### Task details
Copy every one of the records below word for word, and leave the pictures out of your copy.

### Record list
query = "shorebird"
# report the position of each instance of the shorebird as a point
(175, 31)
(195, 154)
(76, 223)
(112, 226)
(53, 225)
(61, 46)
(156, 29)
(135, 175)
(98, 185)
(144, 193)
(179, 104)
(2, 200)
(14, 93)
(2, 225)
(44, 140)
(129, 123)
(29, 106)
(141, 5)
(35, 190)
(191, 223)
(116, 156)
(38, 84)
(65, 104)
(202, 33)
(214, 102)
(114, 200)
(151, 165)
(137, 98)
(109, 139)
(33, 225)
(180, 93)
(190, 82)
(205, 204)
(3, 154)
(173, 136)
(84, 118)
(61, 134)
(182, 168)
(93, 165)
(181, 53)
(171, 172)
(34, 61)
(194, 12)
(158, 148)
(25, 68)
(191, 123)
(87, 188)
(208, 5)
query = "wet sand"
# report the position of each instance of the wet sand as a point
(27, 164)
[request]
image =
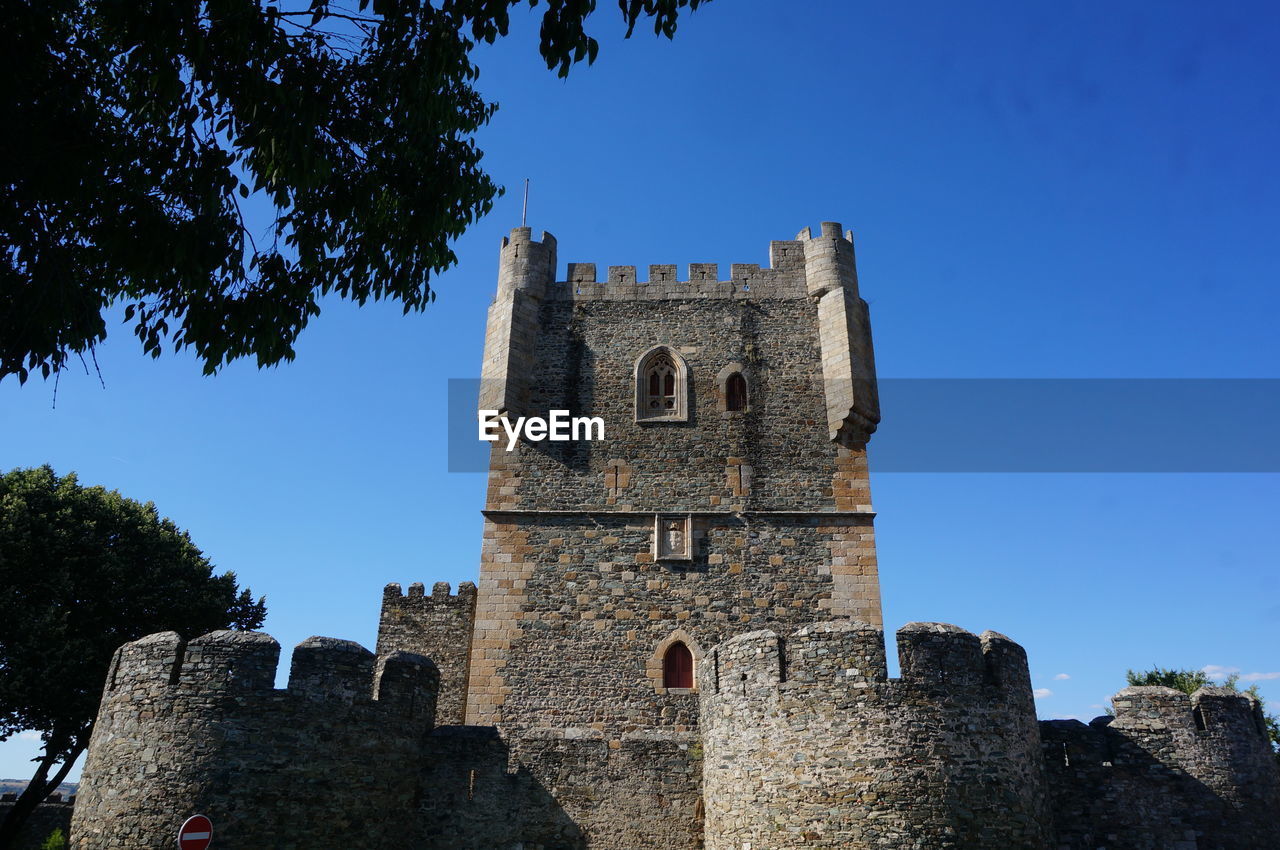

### Response
query = "shorebird"
# report the position of each instance of the shorebird as a point
(175, 31)
(195, 154)
(76, 223)
(112, 226)
(53, 225)
(61, 46)
(156, 29)
(135, 175)
(98, 185)
(144, 193)
(179, 104)
(2, 200)
(14, 93)
(2, 225)
(44, 140)
(129, 123)
(29, 106)
(141, 5)
(35, 190)
(191, 223)
(116, 156)
(38, 84)
(65, 104)
(202, 33)
(214, 102)
(114, 200)
(151, 165)
(137, 98)
(109, 139)
(33, 225)
(180, 93)
(190, 82)
(205, 204)
(3, 154)
(173, 136)
(84, 118)
(61, 134)
(182, 168)
(93, 165)
(181, 53)
(171, 172)
(34, 61)
(194, 12)
(158, 148)
(25, 68)
(191, 123)
(87, 188)
(208, 5)
query = "wet sand"
# report the position of each instance of the wet sand as a point
(27, 164)
[request]
image =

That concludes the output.